- TRY IT
In the news report on Post's first-quarter results, copy out the passage between "On a comparable basis, sales" and "8.4% by volume.", inclusive.

Decline in MOM Brand sales impacts Post Q1 ready-to-eat cereal performance

By Vince Bamford contact

- Last updated on GMT

Decline in MOM Brand sales impacts Post ready-to-eat cereals results

Related tags: Mom brands, Brand, Brand management, Milk

Overall sales of Post ready-to-eat cereals were impacted by a decline in the performance of the MOM brands acquired last year, the company has reported in its results for Q1 2016.

While the acquisition of MOM Brands more than doubled total sales of the Post Consumer Brands division from $194.1m in the first quarter of 2015 to $411.6m this year, comparable figures show a net sales decline of 0.9% - or $3.8m – on flat volumes.

Volume and value growth in Pebbles, Honey Bunches of Oats and co-manufacturers was offset by declines for MOM branded products compared with the previous year, said Post, when they had benefited from heavy promotional activity.

Similarly, although consolidated sales for Post Holdings were up 16.3% year on year to $1,248.8m, this increase was primarily a result of the acquisition of MOM Brands. On a comparable basis, net sales fell 4.2% year on year, which Post attributed to anticipated declines within the Michael Foods Group and Active Nutrition segments.

Increase in EBITDA 

Adjusted EBITDA for Post Holdings was $235.6m for the first quarter, a year-on-year increase of $108m primarily driven by organic Adjusted EBITDA growth in each of Post’s segments and the acquisition of MOM Brands.

Post management has raised its fiscal 2016 Adjusted EBITDA guidance from $780m-$820m to between $810m-$840m, which it said included an anticipated increase in expenses aimed at brand building and driving incremental synergies.

Division performance

The performance of the Michael Foods Group, which includes foodservice and food ingredient businesses, was impacted by factors including a 7.5% drop in egg sales after last year’s avian influenza outbreak hit Post’s egg supply. Meanwhile, sales of cheese and other dairy products fell 10.6% as a result of reduced pricing related to lower cheese and dairy input costs.

In the Active Nutrition division, strong growth for Premier Protein shakes was offset by anticipated declines at Dymatize and PowerBar, said Post, resulting in in an 11.2% drop in net sales to $115.8m.

On a comparable basis, sales in Post’s Private Brands business - including nut butters, dried fruit & nuts, and granola -  declined 3.3%, with granola and cereal sales down 7.1% by value and 8.4% by volume.

(Saved data entries)
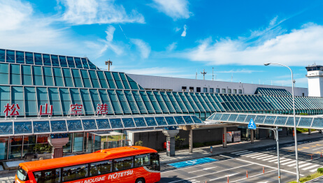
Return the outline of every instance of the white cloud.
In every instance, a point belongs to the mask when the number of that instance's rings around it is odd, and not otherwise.
[[[189,11],[187,0],[153,0],[153,7],[172,17],[174,20],[187,19],[192,15]]]
[[[143,15],[135,10],[127,13],[113,0],[62,0],[66,8],[63,20],[72,24],[145,23]]]
[[[177,47],[177,43],[173,42],[173,43],[170,44],[168,46],[167,46],[166,50],[168,52],[173,51]]]
[[[213,65],[262,65],[277,62],[288,66],[307,66],[322,61],[323,26],[308,24],[289,33],[264,39],[266,36],[267,34],[259,36],[256,41],[239,38],[213,41],[209,38],[201,41],[197,47],[173,56]]]
[[[249,69],[232,69],[230,71],[217,71],[217,73],[261,73],[264,72],[263,71],[258,71],[258,70],[249,70]]]
[[[148,43],[145,43],[141,39],[136,38],[131,38],[130,41],[136,46],[142,58],[148,58],[149,54],[150,54],[151,47]]]
[[[185,24],[183,29],[184,29],[184,31],[182,31],[182,35],[180,35],[180,36],[185,37],[186,36],[186,29],[187,29],[187,26]]]

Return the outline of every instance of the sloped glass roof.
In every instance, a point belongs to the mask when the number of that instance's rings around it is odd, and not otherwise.
[[[0,136],[205,124],[195,115],[24,119],[0,121]]]
[[[221,117],[226,115],[224,120]],[[229,116],[227,119],[227,116]],[[208,119],[206,123],[241,123],[247,124],[250,119],[258,125],[294,127],[292,115],[279,115],[274,114],[253,114],[236,112],[215,112]],[[323,129],[323,116],[298,115],[295,118],[298,128]]]

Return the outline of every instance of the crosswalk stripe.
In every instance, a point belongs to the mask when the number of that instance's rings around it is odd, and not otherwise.
[[[283,159],[285,159],[285,158],[280,158],[280,160],[283,160]],[[277,161],[277,159],[270,160],[270,161],[268,161],[268,162],[273,162],[275,161]]]
[[[256,153],[253,153],[252,154],[250,154],[250,155],[247,155],[247,156],[245,156],[246,157],[251,157],[251,156],[259,156],[259,155],[261,155],[263,154],[262,153],[259,153],[259,152],[256,152]]]
[[[242,155],[242,154],[252,154],[254,153],[254,152],[241,152],[241,153],[237,153],[236,155]]]
[[[292,163],[292,163],[294,163],[295,166],[296,166],[296,160],[293,160],[293,161],[289,161],[289,162],[281,163],[280,165],[282,165],[282,166],[285,166],[285,165],[288,165],[288,164],[289,164],[289,163]]]
[[[303,168],[302,170],[308,170],[308,169],[310,169],[310,168],[314,168],[314,167],[317,167],[317,166],[320,166],[320,165],[313,165],[313,166],[309,166],[309,167]]]
[[[283,162],[285,162],[285,161],[290,161],[290,159],[283,159],[283,160],[280,160],[281,159],[280,159],[279,160],[279,163],[283,163]],[[275,162],[275,163],[278,163],[277,162]]]
[[[243,152],[248,152],[248,150],[244,150],[244,151],[240,151],[240,152],[231,152],[231,154],[236,154],[236,153],[241,153]]]
[[[277,156],[273,156],[273,157],[271,157],[271,158],[264,159],[261,159],[261,160],[262,161],[267,161],[267,160],[271,160],[271,159],[277,159]]]
[[[258,157],[258,158],[256,159],[266,159],[266,158],[269,158],[269,157],[273,157],[273,155],[267,155],[267,156],[266,156]]]
[[[299,161],[299,164],[302,164],[302,163],[304,163],[306,162],[306,161]],[[295,160],[295,163],[292,163],[292,165],[289,165],[288,166],[290,167],[290,166],[296,166],[296,160]]]
[[[268,154],[262,154],[262,155],[259,155],[259,156],[252,156],[252,157],[250,157],[252,159],[257,159],[257,158],[260,158],[260,157],[267,157],[268,156]]]
[[[299,168],[302,168],[303,166],[310,166],[310,165],[312,165],[312,163],[305,163],[305,164],[303,164],[301,166],[299,166]]]

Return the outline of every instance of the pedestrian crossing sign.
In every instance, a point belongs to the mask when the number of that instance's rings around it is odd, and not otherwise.
[[[254,120],[252,120],[252,119],[250,119],[250,122],[249,122],[248,129],[252,130],[257,129],[256,124],[254,124]]]

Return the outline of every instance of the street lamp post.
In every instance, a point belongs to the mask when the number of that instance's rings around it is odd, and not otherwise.
[[[295,119],[295,98],[294,98],[295,96],[294,96],[294,94],[293,71],[292,71],[292,69],[289,67],[288,67],[288,66],[287,66],[285,65],[283,65],[283,64],[277,64],[277,63],[266,63],[266,64],[264,64],[264,65],[265,65],[265,66],[268,66],[270,64],[279,65],[279,66],[287,67],[287,68],[288,68],[289,69],[289,71],[292,73],[292,94],[293,95],[294,133],[294,135],[295,135],[295,138],[294,138],[294,140],[295,140],[295,159],[296,159],[296,175],[297,175],[296,182],[299,182],[299,153],[297,152],[297,136],[296,136],[296,119]]]

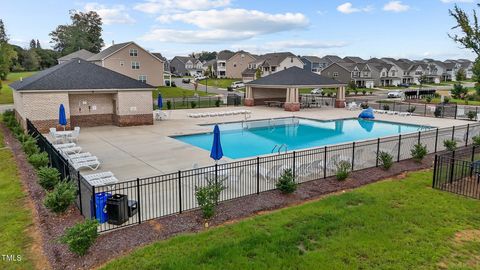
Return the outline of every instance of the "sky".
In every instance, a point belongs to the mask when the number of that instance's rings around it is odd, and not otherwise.
[[[200,51],[261,54],[474,59],[449,37],[457,3],[474,0],[1,0],[10,41],[32,38],[50,47],[49,33],[70,22],[69,10],[97,11],[105,45],[135,41],[171,59]]]

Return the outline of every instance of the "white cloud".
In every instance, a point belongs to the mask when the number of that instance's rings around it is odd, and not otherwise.
[[[352,3],[346,2],[337,7],[337,10],[344,14],[352,14],[356,12],[370,12],[373,10],[372,6],[366,6],[362,8],[353,7]]]
[[[183,22],[199,29],[156,28],[142,39],[179,43],[214,43],[250,39],[255,36],[304,29],[309,25],[301,13],[270,14],[257,10],[223,9],[161,15],[161,23]]]
[[[383,10],[390,12],[405,12],[410,9],[409,5],[405,5],[402,1],[390,1],[383,6]]]
[[[149,14],[169,13],[181,10],[208,10],[227,7],[231,0],[147,0],[138,3],[134,9]]]
[[[473,3],[474,0],[440,0],[442,3]]]
[[[87,3],[85,11],[96,11],[105,24],[129,24],[135,20],[127,13],[124,5],[106,6],[99,3]]]

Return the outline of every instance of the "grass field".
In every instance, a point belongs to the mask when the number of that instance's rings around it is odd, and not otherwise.
[[[162,93],[163,98],[181,98],[181,97],[193,97],[195,93],[197,93],[199,96],[212,96],[215,94],[212,93],[205,93],[205,91],[194,91],[194,90],[189,90],[189,89],[184,89],[181,87],[168,87],[168,86],[162,86],[159,87],[157,90],[153,91],[153,98],[158,97],[158,93]]]
[[[479,269],[480,201],[431,172],[185,234],[104,269]]]
[[[13,103],[12,88],[8,86],[10,83],[19,80],[20,78],[27,78],[36,72],[15,72],[9,73],[6,81],[2,81],[2,89],[0,89],[0,104]]]
[[[25,194],[17,175],[12,152],[4,148],[0,131],[0,254],[20,255],[20,262],[0,260],[0,269],[33,269],[27,230],[32,225]]]
[[[205,83],[207,83],[208,86],[214,86],[217,88],[227,88],[231,86],[233,82],[236,82],[236,81],[241,81],[241,79],[208,79],[208,80],[199,81],[199,84],[205,85]]]

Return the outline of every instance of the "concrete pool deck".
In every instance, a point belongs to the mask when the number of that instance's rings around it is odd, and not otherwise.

- YOUR SOLUTION
On a comparable basis, sales in Post’s Private Brands business - including nut butters, dried fruit & nuts, and granola -  declined 3.3%, with granola and cereal sales down 7.1% by value and 8.4% by volume.